§ **Exercise text**

What you see. The starting point for addressing any equine health related issue is your observation.


Foaling, Delivery Taking Place Now!


Mares that have gone to "term" (had a normal pregnancy of 320+ days) usually foal rapidly and successfully, 95% of the time. In most cases, the best thing you can do is leave the mare alone and monitor from a distance.

For mares that appear to be in labor too soon (earlier than 320 days pregnancy), you should have your vet on the way immediately. The foal may be premature and need immediate veterinary care.

However, in the other 5%, proper and rapid intervention is critical. To reduce risk as much as possible, consider having your mare foal at a veterinary facility that provides attended foaling services. If you choose not to do this, familiarize yourself with the most common problems associated with foaling and how to manage them.

There is an expected sequence of normal events that should take place for a foaling mare, on a reasonably strict timeline. If these events do not occur or are taking too long, then there could be a problem. Diagnosing and managing a difficult birth in a rapid and effective manner can mean the difference between life and death.

  • Code Red

    Call Your Vet Immediately, Even Outside Business Hours
    • If you want an evaluation of the horse now, and are not concerned about cost.
    • If you have any questions or concerns about the mare's progress.
    • If the length of pregnancy has been less than 320 days- premature labor.
  • Code Orange

    Call Your Vet at Their First Available Office Hours
    • For a routine post-partum examination of foal, mare and placentae.

§ **Extracted data**

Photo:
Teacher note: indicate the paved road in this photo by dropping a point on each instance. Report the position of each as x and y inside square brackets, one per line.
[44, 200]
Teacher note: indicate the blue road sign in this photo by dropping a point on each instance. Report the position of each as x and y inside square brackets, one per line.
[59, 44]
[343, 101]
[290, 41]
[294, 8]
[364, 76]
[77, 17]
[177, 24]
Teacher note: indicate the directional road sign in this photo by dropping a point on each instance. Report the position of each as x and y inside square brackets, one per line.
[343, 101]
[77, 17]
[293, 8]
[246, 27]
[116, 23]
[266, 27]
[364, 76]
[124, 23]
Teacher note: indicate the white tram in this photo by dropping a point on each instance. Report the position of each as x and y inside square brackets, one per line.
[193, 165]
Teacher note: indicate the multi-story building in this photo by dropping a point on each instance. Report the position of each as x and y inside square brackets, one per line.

§ **Tasks to perform**
[A] Answer these questions from the foaling text:
(i) What share of mares that have gone to term usually foal rapidly and successfully?
(ii) Labor before how many days of pregnancy counts as premature?
(iii) What is the Code Orange call to the vet for?
[B] Transcribe the part of the foaling text that opens with the words containing "There is an" and closes with "mare and placentae.".

§ **Solutions to the exercise**
[A]
(i) 95% of them.
(ii) Before 320 days.
(iii) A routine post-partum examination of foal, mare and placentae.

[B]
There is an expected sequence of normal events that should take place for a foaling mare, on a reasonably strict timeline. If these events do not occur or are taking too long, then there could be a problem. Diagnosing and managing a difficult birth in a rapid and effective manner can mean the difference between life and death.

  • Code Red

    Call Your Vet Immediately, Even Outside Business Hours
    • If you want an evaluation of the horse now, and are not concerned about cost.
    • If you have any questions or concerns about the mare's progress.
    • If the length of pregnancy has been less than 320 days- premature labor.
  • Code Orange

    Call Your Vet at Their First Available Office Hours
    • For a routine post-partum examination of foal, mare and placentae.